### Working data
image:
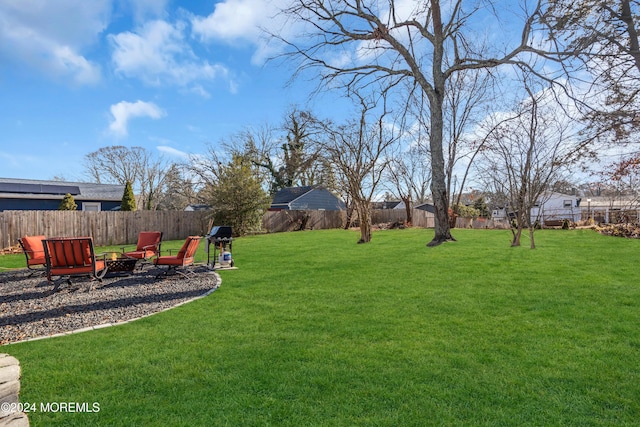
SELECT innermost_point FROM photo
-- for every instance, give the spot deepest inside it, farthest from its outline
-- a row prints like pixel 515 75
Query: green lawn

### Exercise instructions
Copy the material above line for line, leaving out the picture.

### Result
image:
SELECT innermost_point FROM photo
-- for every instance, give the spot deepest inside it, farthest from its outline
-- a row prints like pixel 515 75
Query: green lawn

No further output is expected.